[Collection entries]
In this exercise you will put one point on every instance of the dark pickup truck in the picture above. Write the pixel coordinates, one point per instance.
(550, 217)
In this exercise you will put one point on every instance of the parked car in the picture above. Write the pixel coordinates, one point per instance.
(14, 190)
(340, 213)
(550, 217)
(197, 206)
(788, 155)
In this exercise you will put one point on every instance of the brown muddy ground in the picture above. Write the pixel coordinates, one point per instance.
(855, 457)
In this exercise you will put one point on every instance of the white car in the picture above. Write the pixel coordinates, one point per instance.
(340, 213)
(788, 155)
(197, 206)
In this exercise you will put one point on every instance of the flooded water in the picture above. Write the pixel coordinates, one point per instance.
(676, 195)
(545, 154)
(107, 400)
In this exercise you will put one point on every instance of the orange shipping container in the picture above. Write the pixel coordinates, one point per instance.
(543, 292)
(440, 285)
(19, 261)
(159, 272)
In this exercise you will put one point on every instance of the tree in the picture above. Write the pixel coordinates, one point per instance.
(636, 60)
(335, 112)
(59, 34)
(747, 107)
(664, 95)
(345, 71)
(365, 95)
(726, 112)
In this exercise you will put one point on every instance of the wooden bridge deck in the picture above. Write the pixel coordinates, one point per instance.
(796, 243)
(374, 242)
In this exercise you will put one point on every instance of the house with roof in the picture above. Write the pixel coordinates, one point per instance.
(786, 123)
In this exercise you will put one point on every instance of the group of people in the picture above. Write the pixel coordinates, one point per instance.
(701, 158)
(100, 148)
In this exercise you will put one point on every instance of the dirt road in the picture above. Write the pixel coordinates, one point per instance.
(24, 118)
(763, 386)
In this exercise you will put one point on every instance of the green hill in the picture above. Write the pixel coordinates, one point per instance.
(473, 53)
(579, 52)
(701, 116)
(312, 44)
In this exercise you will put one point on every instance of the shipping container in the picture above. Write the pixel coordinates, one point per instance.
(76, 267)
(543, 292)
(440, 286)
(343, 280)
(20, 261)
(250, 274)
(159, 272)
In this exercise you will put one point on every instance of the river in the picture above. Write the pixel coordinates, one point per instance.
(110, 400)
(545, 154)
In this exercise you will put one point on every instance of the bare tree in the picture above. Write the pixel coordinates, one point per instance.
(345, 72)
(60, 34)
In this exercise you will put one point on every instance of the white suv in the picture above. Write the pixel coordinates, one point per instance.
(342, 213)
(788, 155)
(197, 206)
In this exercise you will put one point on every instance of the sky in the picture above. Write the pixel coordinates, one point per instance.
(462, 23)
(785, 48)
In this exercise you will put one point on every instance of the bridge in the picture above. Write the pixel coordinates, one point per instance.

...

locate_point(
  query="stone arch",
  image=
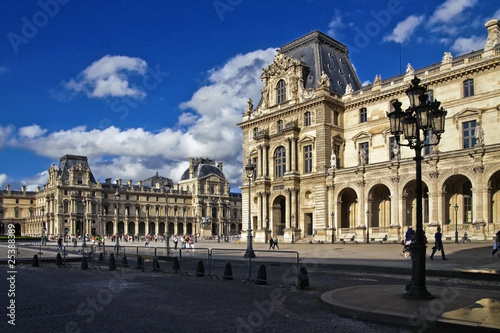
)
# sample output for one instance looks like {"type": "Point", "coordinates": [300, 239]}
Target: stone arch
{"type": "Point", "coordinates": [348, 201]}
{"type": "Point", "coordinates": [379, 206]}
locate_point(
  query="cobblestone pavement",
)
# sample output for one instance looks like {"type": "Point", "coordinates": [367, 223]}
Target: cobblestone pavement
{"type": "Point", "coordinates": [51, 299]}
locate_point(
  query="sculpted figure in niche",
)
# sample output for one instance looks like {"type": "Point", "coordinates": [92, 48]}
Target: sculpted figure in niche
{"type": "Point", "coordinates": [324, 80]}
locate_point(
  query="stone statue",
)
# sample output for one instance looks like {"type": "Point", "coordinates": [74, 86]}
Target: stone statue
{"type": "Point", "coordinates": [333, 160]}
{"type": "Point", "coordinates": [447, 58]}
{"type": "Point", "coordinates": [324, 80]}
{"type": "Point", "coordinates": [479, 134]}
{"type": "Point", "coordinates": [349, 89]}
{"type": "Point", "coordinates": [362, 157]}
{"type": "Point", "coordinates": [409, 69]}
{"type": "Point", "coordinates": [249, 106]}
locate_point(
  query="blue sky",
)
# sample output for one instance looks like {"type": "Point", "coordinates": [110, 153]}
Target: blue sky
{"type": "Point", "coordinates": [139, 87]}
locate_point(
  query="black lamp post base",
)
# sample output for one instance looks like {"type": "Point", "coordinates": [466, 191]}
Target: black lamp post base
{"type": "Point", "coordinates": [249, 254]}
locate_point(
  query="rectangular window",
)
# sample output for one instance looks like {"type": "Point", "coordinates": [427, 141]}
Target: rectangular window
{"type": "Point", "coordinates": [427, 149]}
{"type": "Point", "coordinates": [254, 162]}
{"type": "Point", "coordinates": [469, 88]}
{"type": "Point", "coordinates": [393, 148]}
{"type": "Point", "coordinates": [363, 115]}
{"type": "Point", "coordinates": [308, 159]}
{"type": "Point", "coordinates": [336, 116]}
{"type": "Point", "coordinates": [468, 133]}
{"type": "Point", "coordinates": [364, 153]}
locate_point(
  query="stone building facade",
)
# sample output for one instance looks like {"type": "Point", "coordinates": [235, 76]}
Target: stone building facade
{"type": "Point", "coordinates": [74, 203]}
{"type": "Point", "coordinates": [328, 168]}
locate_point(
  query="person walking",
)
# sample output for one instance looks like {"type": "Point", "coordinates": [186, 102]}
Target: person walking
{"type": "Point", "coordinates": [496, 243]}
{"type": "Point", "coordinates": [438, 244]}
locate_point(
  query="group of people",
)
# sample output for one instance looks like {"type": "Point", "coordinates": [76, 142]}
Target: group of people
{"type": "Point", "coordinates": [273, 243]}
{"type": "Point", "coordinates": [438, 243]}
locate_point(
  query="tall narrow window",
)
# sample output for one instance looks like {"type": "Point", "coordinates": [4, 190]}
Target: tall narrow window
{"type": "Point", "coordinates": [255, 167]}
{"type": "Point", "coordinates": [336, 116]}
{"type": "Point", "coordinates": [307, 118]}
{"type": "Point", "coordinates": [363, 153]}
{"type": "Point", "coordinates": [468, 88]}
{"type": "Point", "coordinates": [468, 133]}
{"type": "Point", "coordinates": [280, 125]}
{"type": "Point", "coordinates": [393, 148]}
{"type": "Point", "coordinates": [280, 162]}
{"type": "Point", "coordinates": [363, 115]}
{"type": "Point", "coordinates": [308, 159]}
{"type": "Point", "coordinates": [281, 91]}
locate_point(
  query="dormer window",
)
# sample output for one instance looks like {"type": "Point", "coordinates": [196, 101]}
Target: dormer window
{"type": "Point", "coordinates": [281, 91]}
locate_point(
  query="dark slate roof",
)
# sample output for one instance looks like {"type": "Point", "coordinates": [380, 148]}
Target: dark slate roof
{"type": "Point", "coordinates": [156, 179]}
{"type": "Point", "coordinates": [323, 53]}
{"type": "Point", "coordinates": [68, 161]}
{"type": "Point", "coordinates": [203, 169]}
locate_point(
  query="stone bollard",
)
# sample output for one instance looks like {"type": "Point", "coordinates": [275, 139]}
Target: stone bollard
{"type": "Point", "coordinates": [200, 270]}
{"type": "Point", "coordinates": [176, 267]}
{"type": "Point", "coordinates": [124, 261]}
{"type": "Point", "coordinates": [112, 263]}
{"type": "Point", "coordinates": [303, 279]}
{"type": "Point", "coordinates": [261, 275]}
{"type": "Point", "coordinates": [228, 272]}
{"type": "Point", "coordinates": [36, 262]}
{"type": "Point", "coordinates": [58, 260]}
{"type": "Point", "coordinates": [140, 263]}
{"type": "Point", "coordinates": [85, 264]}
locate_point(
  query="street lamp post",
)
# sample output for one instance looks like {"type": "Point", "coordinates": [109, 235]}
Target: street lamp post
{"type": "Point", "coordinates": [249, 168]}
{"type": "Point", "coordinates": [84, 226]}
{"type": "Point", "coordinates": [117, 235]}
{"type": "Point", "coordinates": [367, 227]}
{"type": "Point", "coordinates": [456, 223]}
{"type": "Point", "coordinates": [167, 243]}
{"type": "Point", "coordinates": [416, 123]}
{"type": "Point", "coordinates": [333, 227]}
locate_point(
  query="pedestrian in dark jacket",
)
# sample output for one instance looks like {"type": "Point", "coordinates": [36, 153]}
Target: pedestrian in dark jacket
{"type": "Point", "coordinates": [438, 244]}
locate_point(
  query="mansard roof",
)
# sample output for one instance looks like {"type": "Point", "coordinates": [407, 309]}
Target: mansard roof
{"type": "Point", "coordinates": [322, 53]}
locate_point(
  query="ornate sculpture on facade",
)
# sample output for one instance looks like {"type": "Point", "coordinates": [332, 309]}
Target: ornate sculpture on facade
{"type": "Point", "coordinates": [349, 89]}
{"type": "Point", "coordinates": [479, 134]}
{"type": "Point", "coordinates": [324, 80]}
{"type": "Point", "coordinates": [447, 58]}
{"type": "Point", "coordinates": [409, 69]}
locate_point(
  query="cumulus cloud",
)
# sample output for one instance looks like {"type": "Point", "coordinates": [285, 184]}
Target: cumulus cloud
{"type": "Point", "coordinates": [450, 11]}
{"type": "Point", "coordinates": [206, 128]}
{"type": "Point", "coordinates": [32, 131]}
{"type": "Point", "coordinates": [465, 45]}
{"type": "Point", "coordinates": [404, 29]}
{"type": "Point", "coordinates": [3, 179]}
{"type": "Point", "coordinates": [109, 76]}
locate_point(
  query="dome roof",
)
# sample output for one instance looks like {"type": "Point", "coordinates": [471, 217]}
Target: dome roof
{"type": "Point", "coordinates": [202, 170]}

* * *

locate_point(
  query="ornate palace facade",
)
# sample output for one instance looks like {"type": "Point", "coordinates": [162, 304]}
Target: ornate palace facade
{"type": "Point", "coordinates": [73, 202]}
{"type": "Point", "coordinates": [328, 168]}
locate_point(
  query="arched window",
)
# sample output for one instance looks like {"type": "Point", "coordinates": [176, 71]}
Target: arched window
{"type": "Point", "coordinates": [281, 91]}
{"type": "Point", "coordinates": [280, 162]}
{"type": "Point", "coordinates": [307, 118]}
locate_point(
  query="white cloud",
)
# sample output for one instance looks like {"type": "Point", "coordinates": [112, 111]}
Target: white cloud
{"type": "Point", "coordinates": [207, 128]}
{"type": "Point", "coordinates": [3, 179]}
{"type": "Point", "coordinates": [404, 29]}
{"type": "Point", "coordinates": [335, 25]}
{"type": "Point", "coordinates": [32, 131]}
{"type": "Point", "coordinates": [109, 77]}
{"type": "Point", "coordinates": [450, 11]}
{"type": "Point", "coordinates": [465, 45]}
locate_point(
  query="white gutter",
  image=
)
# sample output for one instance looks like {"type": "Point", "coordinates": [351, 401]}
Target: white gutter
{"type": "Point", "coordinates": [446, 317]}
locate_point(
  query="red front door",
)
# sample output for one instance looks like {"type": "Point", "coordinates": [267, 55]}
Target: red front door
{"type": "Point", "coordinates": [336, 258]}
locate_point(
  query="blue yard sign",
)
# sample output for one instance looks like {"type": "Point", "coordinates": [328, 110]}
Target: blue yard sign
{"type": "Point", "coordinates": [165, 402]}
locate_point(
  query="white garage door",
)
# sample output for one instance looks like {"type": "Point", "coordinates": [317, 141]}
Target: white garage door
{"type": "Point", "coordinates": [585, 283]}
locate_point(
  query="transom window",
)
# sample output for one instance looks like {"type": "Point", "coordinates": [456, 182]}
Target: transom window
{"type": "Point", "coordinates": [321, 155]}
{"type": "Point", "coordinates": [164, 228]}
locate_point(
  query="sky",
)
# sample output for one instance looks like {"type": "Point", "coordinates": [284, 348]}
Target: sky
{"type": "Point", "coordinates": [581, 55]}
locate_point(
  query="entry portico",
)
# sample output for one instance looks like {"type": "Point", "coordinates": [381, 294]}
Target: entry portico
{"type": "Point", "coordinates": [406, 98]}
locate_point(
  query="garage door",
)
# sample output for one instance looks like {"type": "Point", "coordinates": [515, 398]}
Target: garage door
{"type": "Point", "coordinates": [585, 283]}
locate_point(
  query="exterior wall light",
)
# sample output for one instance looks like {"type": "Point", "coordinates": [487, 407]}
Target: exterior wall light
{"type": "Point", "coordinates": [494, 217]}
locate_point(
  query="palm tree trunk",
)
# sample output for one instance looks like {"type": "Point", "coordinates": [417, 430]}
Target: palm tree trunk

- Required action: Where the string "trunk" appears in a line of the entries, count that line, and state the total alone.

- Answer below: 2